■ WHAT THE EXERCISE ASKS
Reproduce all of the data exactly, with no line skipped.

■ INFORMATION

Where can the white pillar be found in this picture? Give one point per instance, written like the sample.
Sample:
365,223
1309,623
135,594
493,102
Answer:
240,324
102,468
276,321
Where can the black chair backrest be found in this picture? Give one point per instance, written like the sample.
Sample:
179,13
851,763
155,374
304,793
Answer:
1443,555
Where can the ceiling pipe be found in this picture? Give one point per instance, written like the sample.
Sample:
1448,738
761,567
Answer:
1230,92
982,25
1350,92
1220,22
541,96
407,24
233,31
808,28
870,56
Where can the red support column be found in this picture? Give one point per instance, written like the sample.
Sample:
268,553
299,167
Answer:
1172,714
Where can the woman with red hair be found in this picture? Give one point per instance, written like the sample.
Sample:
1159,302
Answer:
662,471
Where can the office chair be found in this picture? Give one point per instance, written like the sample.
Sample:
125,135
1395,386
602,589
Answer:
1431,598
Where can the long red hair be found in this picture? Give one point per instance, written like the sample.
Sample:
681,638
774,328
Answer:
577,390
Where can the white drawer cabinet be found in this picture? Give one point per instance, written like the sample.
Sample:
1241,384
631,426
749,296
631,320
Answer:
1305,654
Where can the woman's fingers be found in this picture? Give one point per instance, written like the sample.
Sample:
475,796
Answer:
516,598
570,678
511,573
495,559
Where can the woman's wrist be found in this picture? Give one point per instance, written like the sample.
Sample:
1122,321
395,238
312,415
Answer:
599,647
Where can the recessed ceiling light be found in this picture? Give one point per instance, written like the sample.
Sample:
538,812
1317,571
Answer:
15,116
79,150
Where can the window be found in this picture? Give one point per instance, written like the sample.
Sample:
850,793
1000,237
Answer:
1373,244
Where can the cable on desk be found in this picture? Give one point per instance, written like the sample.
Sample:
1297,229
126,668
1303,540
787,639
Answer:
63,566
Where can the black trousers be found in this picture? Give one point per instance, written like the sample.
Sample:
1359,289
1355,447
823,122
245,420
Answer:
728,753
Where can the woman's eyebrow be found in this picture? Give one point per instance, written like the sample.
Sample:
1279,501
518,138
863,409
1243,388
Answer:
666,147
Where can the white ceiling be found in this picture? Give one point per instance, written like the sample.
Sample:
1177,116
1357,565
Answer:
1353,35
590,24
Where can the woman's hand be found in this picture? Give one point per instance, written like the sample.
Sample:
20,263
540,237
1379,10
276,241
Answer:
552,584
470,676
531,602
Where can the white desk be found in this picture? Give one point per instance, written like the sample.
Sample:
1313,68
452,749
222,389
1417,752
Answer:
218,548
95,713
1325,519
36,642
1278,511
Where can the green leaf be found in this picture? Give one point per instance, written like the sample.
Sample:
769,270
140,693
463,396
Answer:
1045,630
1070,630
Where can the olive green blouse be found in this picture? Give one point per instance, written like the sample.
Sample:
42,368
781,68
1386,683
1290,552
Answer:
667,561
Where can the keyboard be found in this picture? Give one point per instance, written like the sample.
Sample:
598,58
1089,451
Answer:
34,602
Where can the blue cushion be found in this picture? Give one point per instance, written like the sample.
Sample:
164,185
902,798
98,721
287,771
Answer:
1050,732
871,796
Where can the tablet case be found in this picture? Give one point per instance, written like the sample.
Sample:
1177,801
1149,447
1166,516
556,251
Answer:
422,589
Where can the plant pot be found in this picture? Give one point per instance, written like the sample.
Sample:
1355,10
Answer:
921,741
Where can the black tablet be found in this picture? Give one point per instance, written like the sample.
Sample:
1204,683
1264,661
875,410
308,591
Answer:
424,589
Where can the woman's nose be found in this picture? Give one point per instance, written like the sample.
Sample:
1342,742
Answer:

■ SOLUTION TO THE PROBLEM
Where can the white pillar be found in this picture? Give one point per instance, written like the sample.
Sample:
365,223
1309,623
135,594
493,102
Answer:
240,324
102,468
276,321
Where can the black chair backrest be found in this picture? Give one point per instance, written like the sample.
Sample:
179,13
851,763
155,374
304,793
Answer:
1443,555
Where can the ceiling pipe be found in this picture? Give one point per instance, written like the sample.
Sample:
1448,738
761,567
Answer:
1230,92
982,25
1350,92
1220,22
541,96
407,24
233,31
808,28
870,56
Where can the red support column be found in this picture? Give one point per instance, written like the sample.
Sample:
268,553
299,167
Answer:
1172,714
Where can the woman with red hair be found in this picture? Give one point per instance, written like the sample.
Sample:
1159,302
Answer:
662,471
Where can the office chair be found in this picture? Give one point per instance, written like the sample.
Sample:
125,135
1395,386
602,589
Answer:
1431,598
Where can the long red hair be found in this picture? Give one point per instance, written like the sample.
Sample:
681,638
774,328
Answer:
577,390
Where can the white drawer cabinet be found in this picture? Give one point per instance, written like the sample.
Sample:
1241,384
631,426
749,296
631,320
Answer:
1305,654
Where can the woman's fingers be found in this picture? Give one point per instance, written like the sample.
Sample:
475,796
Answer:
516,598
570,678
511,573
495,559
Where can the woman's wrist be found in this picture? Give one point per instance, written like the sample.
Sample:
1122,321
395,238
312,415
Answer:
599,647
Where can the recessed ceiling light be found in this picture? Give one point per instance, written like the sample.
Sample:
538,812
1317,571
Answer:
15,116
79,150
Where can the window be found in this picture? Give one point per instance, written like the sample.
Sample:
850,793
1000,237
Answer:
1373,244
Where can the cable on desk be found in this picture? Give one point per instance, written like the sample.
Sample:
1297,229
126,668
1303,540
787,639
Answer:
63,566
Where can the black trousers be found in this picture? Give one point per instance, written like the sample.
Sample:
1359,289
1355,447
823,122
245,420
Answer:
728,753
Where can the woman's eyebrow be found in this picture? Give one point per instance, written like the sample.
Sample:
1279,501
518,138
863,409
1243,388
Answer:
666,147
Where can the white ceiling be found in this picture? Give one point per instance, written like the sample.
Sample:
1177,116
1357,565
Answer:
1353,35
590,24
Where can the woman's hand be found in this picture? Give one point per instance, written like the sample.
Sample:
20,263
540,237
1379,10
276,241
Answer:
552,584
470,676
531,602
Where can the white desk be found in this picture? Give one point per instance, written like the sample.
Sample:
1313,68
452,749
222,389
1417,752
Answer:
218,548
95,713
1325,519
36,642
1278,511
Where can the green leaf be found in this picture? Give one point per instance, written like the sample.
Sample:
769,270
140,693
463,396
Answer:
1045,630
1070,630
Where can the olive green blouse be found in this picture? Give one point per instance, written like the sample.
Sample:
42,368
781,68
1386,683
1290,552
Answer:
667,561
Where can the keyboard be found in this picture? Give one point per instance, written like the sample.
Sample:
598,58
1089,451
Answer:
34,602
Where can the blue cushion be found in this picture? Give one point per instance, written like the sample.
Sample:
164,185
902,798
98,721
287,771
Answer:
1050,732
871,796
Where can the tablet case be found in this picture? Give one point per instance, written like the sample.
Sample:
1177,801
1149,447
1166,516
556,251
Answer:
422,589
Where can the plant pot be found in this picture? Give one point per instance, written like the sample.
Sample:
1355,10
Answer:
921,741
Where can the black tablet be found in this picture? Give one point per instance, written like the sample.
Sample:
1204,683
1264,661
875,410
308,591
Answer:
424,589
Where can the woman's nose be found in this picture? Give one point per instance, written like the sample.
Sample:
1342,742
Answer:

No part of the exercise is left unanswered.